1884 in sports describes the year's events in world sport.

Athletics
USA Outdoor Track and Field Championships

American football
College championship
 College football national championship – Yale Bulldogs 
Events
 Amos Alonzo Stagg enters Yale University as a divinity student and, a natural athlete, joins the university's football team.
 25 October — Yale Bulldogs defeat Dartmouth 113–0.  This is the first college football game where one team scores over 100 points and also the first time one team scores over 100 points while the opposing team scores zero.  
 29 October — The next week, the Princeton Tigers outscore the Lafayette Leopards by 140–0.

Association football
England
 FA Cup final – Blackburn Rovers 2–1 Queen's Park (Glasgow) at The Oval.  Blackburn Rovers is the first extant club to win the FA Cup.
 Everton moves as tenant to Anfield, a newly enclosed ground off Anfield Road, Liverpool.
 Derby County founded by Derbyshire CCC to provide a winter activity for players and supporters.

# [Dataset entries]

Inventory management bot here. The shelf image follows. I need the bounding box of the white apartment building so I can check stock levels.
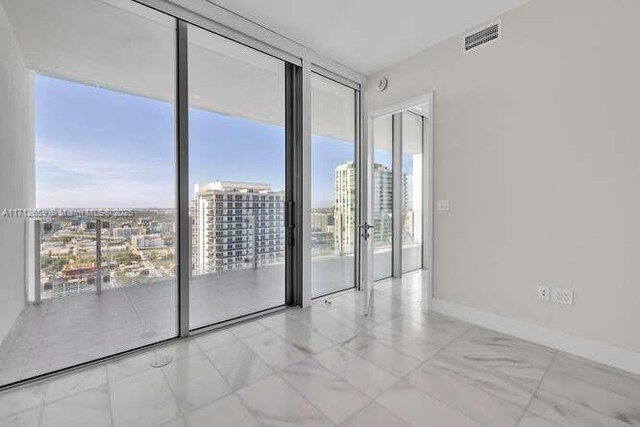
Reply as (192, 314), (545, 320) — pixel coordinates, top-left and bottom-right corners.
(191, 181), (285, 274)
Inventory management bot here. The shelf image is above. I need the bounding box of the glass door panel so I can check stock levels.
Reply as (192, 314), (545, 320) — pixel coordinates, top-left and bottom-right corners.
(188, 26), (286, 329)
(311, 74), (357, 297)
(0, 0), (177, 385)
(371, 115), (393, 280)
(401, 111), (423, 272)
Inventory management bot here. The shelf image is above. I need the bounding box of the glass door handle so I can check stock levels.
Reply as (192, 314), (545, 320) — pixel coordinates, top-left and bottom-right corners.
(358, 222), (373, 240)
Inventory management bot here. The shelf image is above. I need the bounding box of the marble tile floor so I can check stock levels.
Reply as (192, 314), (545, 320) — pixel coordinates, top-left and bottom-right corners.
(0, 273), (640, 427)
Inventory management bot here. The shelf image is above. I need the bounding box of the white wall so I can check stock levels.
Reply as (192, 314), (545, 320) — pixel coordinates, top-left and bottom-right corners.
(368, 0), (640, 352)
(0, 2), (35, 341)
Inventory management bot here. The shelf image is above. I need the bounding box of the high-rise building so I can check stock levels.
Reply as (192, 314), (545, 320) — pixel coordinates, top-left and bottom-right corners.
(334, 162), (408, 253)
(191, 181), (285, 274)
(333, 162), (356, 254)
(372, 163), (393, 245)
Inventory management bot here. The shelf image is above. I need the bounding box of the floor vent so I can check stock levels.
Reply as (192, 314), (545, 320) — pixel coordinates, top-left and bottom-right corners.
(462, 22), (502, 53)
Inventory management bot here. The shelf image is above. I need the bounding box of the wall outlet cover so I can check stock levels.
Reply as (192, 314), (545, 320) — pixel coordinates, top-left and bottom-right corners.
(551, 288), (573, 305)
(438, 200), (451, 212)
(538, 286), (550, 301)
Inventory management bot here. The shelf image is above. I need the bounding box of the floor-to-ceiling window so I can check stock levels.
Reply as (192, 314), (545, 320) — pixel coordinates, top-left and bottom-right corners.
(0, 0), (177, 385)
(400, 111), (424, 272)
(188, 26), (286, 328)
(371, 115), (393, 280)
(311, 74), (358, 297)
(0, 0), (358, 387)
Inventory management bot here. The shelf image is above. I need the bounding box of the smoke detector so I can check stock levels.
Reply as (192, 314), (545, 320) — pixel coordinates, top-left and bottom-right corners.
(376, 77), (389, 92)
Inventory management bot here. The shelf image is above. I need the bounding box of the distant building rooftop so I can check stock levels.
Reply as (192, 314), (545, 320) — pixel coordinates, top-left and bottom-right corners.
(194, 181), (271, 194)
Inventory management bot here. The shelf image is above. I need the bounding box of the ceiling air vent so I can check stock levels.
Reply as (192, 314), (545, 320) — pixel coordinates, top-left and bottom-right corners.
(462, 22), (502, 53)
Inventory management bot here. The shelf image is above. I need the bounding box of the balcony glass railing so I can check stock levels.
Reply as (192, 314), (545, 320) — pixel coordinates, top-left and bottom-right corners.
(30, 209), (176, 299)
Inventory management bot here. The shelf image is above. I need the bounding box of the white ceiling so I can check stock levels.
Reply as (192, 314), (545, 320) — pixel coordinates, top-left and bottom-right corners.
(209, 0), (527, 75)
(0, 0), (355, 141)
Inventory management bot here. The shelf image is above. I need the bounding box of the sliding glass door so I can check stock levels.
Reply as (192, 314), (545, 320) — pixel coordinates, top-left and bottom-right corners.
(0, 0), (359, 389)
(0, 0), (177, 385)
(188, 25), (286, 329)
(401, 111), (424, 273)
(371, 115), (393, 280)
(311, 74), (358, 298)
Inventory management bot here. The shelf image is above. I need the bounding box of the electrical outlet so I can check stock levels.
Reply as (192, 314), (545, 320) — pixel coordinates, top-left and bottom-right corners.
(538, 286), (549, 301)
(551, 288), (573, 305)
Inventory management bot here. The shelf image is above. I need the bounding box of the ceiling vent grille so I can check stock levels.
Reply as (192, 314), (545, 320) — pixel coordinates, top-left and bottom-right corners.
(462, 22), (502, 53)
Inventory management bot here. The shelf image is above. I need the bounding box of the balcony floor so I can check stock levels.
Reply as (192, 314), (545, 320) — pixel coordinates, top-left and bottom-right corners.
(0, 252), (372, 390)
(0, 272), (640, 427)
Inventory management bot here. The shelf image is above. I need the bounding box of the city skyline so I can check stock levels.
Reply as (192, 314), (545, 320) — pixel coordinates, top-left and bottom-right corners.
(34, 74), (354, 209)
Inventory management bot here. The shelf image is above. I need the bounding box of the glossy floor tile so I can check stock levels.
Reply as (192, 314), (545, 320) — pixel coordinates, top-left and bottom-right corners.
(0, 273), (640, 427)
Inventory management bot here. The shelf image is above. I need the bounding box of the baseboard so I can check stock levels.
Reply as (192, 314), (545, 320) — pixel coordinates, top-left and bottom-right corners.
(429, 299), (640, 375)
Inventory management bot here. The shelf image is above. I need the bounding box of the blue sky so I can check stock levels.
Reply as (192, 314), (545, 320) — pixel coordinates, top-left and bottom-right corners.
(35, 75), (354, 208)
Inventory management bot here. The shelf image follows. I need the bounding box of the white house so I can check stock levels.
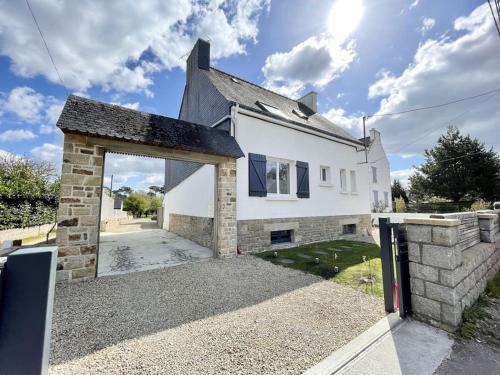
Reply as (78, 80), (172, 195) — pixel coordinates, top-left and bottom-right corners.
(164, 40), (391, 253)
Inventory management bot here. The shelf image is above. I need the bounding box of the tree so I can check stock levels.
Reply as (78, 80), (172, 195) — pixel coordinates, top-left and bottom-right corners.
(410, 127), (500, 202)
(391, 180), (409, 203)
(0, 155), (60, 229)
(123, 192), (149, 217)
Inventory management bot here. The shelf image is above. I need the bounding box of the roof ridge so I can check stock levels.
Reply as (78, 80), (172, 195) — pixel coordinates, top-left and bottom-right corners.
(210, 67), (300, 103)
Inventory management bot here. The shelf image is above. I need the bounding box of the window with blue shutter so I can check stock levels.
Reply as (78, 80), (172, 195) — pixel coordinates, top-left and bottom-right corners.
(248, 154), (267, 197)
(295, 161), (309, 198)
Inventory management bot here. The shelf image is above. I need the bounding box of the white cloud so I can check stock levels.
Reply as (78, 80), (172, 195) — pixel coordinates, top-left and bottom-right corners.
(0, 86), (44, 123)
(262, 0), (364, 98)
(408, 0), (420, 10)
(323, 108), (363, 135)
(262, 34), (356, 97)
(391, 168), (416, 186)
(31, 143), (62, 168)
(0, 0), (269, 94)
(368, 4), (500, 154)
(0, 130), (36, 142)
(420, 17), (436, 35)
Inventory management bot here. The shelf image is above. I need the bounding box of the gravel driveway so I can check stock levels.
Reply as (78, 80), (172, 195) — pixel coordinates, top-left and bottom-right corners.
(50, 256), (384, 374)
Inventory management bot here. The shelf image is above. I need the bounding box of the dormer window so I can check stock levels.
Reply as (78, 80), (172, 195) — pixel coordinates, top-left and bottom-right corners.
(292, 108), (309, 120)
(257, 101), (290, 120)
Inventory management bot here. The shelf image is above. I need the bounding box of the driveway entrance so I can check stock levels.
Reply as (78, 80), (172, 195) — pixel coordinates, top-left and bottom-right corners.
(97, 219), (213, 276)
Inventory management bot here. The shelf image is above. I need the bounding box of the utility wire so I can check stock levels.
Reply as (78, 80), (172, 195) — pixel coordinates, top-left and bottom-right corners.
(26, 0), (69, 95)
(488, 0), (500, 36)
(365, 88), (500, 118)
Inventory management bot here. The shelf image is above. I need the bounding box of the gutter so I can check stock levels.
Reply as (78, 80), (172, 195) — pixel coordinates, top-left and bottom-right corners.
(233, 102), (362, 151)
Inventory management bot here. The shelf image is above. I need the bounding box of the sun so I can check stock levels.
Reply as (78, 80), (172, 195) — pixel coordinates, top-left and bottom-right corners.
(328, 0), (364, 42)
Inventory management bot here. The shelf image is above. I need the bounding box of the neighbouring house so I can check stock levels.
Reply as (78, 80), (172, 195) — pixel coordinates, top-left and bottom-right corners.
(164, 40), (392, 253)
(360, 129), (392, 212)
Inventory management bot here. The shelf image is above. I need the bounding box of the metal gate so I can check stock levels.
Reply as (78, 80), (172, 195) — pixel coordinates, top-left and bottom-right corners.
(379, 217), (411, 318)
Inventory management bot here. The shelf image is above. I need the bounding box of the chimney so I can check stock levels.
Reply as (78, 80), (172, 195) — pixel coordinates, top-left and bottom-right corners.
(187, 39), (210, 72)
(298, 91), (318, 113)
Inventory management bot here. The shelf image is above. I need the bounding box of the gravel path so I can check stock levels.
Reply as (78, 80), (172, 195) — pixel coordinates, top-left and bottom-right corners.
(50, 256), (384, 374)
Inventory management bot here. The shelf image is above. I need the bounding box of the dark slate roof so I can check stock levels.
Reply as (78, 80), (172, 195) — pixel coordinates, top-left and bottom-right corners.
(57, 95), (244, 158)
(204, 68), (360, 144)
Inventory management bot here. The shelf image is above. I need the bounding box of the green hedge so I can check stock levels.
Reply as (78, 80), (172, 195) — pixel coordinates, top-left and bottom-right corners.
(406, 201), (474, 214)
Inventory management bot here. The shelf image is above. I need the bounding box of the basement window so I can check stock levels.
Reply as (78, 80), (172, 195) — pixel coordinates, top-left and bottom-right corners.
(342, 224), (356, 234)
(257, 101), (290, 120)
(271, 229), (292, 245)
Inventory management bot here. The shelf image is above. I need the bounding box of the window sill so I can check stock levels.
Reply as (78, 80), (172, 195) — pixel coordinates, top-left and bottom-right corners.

# [Direction]
From the page on 1884 in sports, retype everything from "American football" down to "players and supporters." word for word. The material plays no role here.

# [Expected output]
American football
College championship
 College football national championship – Yale Bulldogs 
Events
 Amos Alonzo Stagg enters Yale University as a divinity student and, a natural athlete, joins the university's football team.
 25 October — Yale Bulldogs defeat Dartmouth 113–0.  This is the first college football game where one team scores over 100 points and also the first time one team scores over 100 points while the opposing team scores zero.  
 29 October — The next week, the Princeton Tigers outscore the Lafayette Leopards by 140–0.

Association football
England
 FA Cup final – Blackburn Rovers 2–1 Queen's Park (Glasgow) at The Oval.  Blackburn Rovers is the first extant club to win the FA Cup.
 Everton moves as tenant to Anfield, a newly enclosed ground off Anfield Road, Liverpool.
 Derby County founded by Derbyshire CCC to provide a winter activity for players and supporters.